Point localization data

+++

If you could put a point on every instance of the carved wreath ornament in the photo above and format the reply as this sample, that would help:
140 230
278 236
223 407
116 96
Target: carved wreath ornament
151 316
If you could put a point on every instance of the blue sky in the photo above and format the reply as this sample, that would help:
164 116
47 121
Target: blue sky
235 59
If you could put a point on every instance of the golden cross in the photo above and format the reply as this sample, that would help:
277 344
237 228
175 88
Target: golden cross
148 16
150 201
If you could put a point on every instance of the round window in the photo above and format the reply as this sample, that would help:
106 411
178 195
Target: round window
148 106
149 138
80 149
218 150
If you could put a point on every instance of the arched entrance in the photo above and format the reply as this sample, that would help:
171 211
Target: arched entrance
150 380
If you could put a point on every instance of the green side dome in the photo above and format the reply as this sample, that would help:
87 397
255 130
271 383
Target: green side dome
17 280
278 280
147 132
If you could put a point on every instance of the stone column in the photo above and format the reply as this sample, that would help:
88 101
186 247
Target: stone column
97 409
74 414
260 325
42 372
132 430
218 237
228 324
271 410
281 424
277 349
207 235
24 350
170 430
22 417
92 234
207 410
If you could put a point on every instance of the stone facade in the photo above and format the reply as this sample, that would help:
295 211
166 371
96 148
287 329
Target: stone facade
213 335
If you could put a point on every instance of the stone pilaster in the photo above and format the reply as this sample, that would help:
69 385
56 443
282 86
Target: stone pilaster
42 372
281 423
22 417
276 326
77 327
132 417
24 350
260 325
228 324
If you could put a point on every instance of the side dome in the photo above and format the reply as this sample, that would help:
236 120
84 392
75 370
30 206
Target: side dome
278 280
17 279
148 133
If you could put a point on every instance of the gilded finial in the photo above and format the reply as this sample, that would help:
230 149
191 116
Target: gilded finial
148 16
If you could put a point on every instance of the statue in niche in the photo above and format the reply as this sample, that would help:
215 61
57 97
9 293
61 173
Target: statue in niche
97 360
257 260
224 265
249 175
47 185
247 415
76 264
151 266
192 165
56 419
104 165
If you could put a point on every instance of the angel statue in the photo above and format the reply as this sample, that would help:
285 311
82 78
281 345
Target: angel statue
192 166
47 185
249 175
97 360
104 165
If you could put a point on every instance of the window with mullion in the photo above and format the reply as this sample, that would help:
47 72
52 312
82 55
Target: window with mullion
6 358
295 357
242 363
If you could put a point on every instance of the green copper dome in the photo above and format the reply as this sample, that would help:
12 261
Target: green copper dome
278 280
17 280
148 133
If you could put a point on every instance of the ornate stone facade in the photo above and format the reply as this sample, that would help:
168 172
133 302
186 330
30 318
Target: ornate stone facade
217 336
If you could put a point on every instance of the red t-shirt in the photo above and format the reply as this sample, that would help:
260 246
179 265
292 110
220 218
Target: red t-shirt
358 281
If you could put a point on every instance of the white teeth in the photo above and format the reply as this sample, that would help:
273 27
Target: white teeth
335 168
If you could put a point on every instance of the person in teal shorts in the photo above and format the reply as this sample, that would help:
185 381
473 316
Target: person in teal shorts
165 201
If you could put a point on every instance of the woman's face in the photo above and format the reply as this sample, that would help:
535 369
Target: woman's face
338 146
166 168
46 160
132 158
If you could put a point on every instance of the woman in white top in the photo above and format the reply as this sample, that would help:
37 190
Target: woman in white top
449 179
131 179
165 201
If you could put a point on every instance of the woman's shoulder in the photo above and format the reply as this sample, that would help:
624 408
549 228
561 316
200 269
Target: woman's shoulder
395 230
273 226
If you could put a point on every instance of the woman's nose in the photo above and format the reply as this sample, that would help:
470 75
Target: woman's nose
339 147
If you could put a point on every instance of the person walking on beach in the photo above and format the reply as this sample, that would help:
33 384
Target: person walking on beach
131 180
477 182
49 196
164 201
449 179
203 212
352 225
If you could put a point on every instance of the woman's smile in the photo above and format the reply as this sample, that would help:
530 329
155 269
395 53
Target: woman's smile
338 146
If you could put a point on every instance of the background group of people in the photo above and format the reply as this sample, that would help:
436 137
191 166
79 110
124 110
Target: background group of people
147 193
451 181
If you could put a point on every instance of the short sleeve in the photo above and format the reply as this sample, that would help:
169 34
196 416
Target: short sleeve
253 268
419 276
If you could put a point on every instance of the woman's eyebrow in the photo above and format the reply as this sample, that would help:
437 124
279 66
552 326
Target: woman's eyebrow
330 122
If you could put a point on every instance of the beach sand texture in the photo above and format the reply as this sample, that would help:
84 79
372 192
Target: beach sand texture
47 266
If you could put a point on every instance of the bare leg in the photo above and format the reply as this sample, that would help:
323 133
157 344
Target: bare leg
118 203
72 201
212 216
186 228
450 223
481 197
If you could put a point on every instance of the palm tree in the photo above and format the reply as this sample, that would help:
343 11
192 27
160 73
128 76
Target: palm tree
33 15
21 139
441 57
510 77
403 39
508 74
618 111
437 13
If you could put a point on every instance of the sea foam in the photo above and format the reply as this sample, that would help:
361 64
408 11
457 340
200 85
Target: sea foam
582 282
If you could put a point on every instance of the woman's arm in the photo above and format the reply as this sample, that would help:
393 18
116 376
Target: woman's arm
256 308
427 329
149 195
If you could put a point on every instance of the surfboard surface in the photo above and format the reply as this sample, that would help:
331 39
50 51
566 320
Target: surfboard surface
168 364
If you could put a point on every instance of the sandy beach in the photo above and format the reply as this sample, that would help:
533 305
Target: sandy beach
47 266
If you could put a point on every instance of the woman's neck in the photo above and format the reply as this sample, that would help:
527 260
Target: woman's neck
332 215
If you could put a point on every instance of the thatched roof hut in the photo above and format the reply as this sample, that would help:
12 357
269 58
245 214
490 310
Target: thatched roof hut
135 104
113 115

+++

Task description: Transcribe the data above in its entirety, exactly.

Answer section:
If you could put a point on every instance of the carved wreath ornament in the photo above and format the reply as this sample, that would help:
140 230
278 236
223 407
116 96
Target: carved wreath ornament
151 316
If you could put a point on every instance of the blue sky in the photo above and format the reply as this sample, that would help:
164 116
47 121
Target: blue sky
235 59
If you could put a point on every instance of the golden cross in the photo above and format the reply as this sample, that would help:
277 344
237 228
175 88
Target: golden cross
148 16
150 201
If you could put a point on every instance of the round window in the photo above and format the reply as this sample, that would help:
106 411
178 195
Target: round window
148 106
149 138
80 149
218 150
If you could put a point on every instance of the arched entrance in the photo above and format the reply as this sample, that would help:
171 211
Target: arched entrance
150 380
If you could put a point on every instance of the green side dome in the photo above and format the reply as this sample, that would help:
87 397
255 130
271 383
Target: green side dome
17 280
278 280
147 132
If you could put a point on every instance of the stone column in the photo above and format the reply as this sample, that would help:
88 101
186 247
Target: stone column
97 409
74 414
260 325
42 372
132 430
218 237
228 324
271 410
281 424
277 349
207 235
24 350
170 430
22 417
92 234
207 410
If you could put a point on every instance of the stone facade in the photo above and format the reply as this sample, that would help:
295 211
166 371
96 148
287 329
Target: stone facade
213 335
If you could put a point on every instance of the stone pilaster in the photo above and format the reply as this sample, that would help:
69 385
56 443
282 86
Target: stone pilaster
42 372
281 423
22 417
276 326
77 327
132 417
24 350
260 325
228 324
If you could put a point on every instance of the side dome in the photo above and format the reply as this sample, that would help:
236 120
84 392
75 370
30 206
Target: side dome
278 280
17 279
148 133
If you could put a point on every instance of the gilded finial in the photo above and format the reply as this sample, that would help:
230 149
191 116
Target: gilded finial
148 16
If you could put a point on every instance of the statue in niche in the photo above and format the reply as this sample, that would help:
215 61
57 97
9 293
61 173
Target: statue in niche
97 360
257 260
224 265
249 175
47 185
247 415
76 264
151 266
192 165
56 419
104 165
If you could put a point on every instance of the angel statue in the photo above and format the reply as this sample, that would help:
285 311
82 78
281 345
Target: angel statue
192 166
47 185
249 175
97 360
104 165
If you could put a point on every instance of the window with mullion in the photo above and format the reply as this sample, that would help:
47 72
52 312
82 55
Target: window with mullion
6 358
295 357
242 363
If you could put a point on every instance of the green copper dome in the photo above and format the reply as this sample, that would help:
12 261
Target: green copper dome
278 280
17 280
148 133
If you could put a point on every instance of the ornate stone facade in the photo above and format the reply as this sample, that would help:
168 172
133 302
186 330
30 318
Target: ornate stone facade
217 336
If you could put a point on every instance of the red t-shirt in the photo above and format the reply as this sample, that would help:
260 246
179 265
292 110
220 218
Target: red t-shirt
358 281
If you could put a point on every instance of the white teeth in the photo above and format the reply as this sample, that would help:
273 27
Target: white teeth
335 168
If you could put a point on every instance of the person in teal shorts in the photo above and format the reply as this sample, that would help:
185 381
473 316
Target: person in teal shorts
165 201
If you could put a point on every instance of the woman's face in the photo above and format the reply as this sample, that would help:
535 369
Target: woman's face
338 146
166 168
46 160
132 158
If you could put a point on every instance of the woman in white top in the photo above and format the reply as this sample, that would help:
37 190
Target: woman in white top
449 179
131 179
165 201
If you could put a point on every instance of the woman's shoulder in the photo above and format the reply as this sample, that would help:
624 408
549 228
561 316
200 269
Target: woman's shoulder
395 230
273 226
If you could put a point on every instance of the woman's nose in the photo above and format the reply as this sample, that would help:
470 75
Target: woman's nose
339 147
If you could put a point on every instance of the person walking on beach in the photo above and format the reply as this sample, that would help:
33 384
Target: person walking on beach
131 180
477 182
49 196
164 201
449 179
203 212
352 225
If you could put a point on every instance of the woman's smile in the photo above and format the reply as this sample, that would help:
530 329
155 269
395 53
Target: woman's smile
338 146
If you could put a point on every instance of the background group of people in the photo above and format the reply as this sample, that would help:
436 137
191 166
79 110
124 110
Target: background group of people
147 193
451 181
If you could put a point on every instance of the short sleeve in the photo above and format the reply as this sample, that would help:
169 34
196 416
Target: short sleeve
253 268
419 276
If you could put a point on every instance of the woman's eyebrow in the photo above and format the reply as this sample, that would help:
437 124
279 66
552 326
Target: woman's eyebrow
330 122
If you could put a point on every instance of the beach sand texture in the photo above and format the reply as this sample, that would help:
84 79
372 192
Target: beach sand texture
47 266
If you could put a point on every instance of the bare leg in the photo above and format the reply as this sample, that would help:
323 133
157 344
Target: bare leg
118 203
72 201
212 216
186 228
450 223
481 197
If you could put a point on every instance of the palm tree in the photo above and format the reply as this sample, that would help:
343 11
192 27
160 73
128 76
Target: palm tree
33 15
21 139
441 57
510 77
403 39
508 74
618 111
437 13
If you could put a point on every instance of the sea foam in the photo above and format the reply as this sample, that would help:
361 64
408 11
457 340
200 85
Target: sea foam
582 282
If you could put a point on every instance of the woman's arm in the photo above and format the reply as this sample, that would help:
393 18
116 376
Target: woman's arm
256 308
427 329
149 195
If you could put a point on every instance of the surfboard surface in the photo above and format the reply as this sample, that would help:
331 39
50 51
566 320
Target: surfboard surface
168 364
If you could put a point on every instance of the sandy beach in the photo above and format the reply as this sample, that would help:
533 305
Target: sandy beach
47 266
If you could put a point on every instance of the woman's neck in the photo above and format the reply as this sample, that would help:
527 260
Target: woman's neck
332 215
If you could put a point on every instance of the thatched roof hut in the photo above and format the reply as this sample, that would help:
12 357
269 58
245 214
490 310
Target: thatched roof hut
135 104
113 115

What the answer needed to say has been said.